### EXERCISE BRIEF
After locating the line that holds "Place a point on every instance of the soccer", output it and all following lines word for word, stopping only at the end of the data.

### MATERIAL PROVIDED
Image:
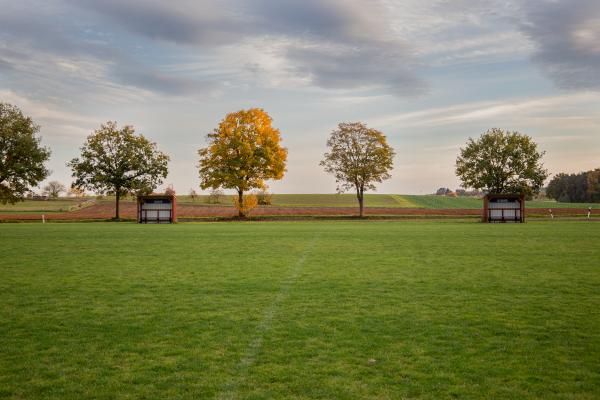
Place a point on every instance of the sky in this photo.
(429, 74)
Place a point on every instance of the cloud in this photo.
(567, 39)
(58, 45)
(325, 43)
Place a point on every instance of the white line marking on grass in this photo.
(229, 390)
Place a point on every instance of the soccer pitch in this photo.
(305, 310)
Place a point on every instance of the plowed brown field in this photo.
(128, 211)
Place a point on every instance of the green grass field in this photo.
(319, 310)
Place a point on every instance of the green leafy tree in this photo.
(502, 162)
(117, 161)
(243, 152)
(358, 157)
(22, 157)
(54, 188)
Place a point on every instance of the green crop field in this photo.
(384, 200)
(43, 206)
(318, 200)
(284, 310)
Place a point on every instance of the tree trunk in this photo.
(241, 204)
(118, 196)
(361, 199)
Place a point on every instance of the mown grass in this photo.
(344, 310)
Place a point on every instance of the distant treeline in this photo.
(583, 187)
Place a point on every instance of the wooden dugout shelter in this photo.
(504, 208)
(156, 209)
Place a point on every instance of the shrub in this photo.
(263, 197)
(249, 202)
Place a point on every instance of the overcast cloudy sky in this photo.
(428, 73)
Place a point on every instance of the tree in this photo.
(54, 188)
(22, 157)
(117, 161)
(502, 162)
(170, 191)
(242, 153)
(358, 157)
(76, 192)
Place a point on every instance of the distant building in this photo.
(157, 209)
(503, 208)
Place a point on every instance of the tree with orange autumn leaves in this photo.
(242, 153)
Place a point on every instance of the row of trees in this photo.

### ANSWER FOR THE TASK
Place a point on every instance of the soccer pitch in this photo.
(305, 310)
Place a point on every instance of the plowed brown field in this photo.
(128, 211)
Place a point on every instance of the green grass field in this photo.
(319, 310)
Place a point on every instance of the green leafy tree in this photo.
(502, 162)
(117, 161)
(243, 152)
(358, 157)
(22, 157)
(54, 188)
Place a point on every instance of the green crop field in this photo.
(384, 200)
(43, 206)
(318, 200)
(284, 310)
Place a point on every instance of the tree trunk in this photo.
(241, 204)
(118, 196)
(361, 199)
Place a point on every instance of the mown grass in this photo.
(344, 310)
Place a point on every instance of the distant treeline in this photo.
(583, 187)
Place a point on every instance of the wooden dugout shelter in this photo.
(504, 208)
(156, 209)
Place a point on every instance of the shrub in this photo.
(263, 197)
(249, 202)
Place a point on every instance of the overcast cloudy sky in this photo.
(428, 73)
Place a point on every instance of the tree in this photo.
(54, 188)
(22, 157)
(117, 161)
(502, 162)
(170, 191)
(242, 153)
(358, 157)
(76, 192)
Place a point on every instance of the distant building in this photo.
(157, 209)
(503, 208)
Place a point on every instance of the tree with orange autumn leaves in this photo.
(242, 153)
Place a point on every instance of the row of trees in this photo.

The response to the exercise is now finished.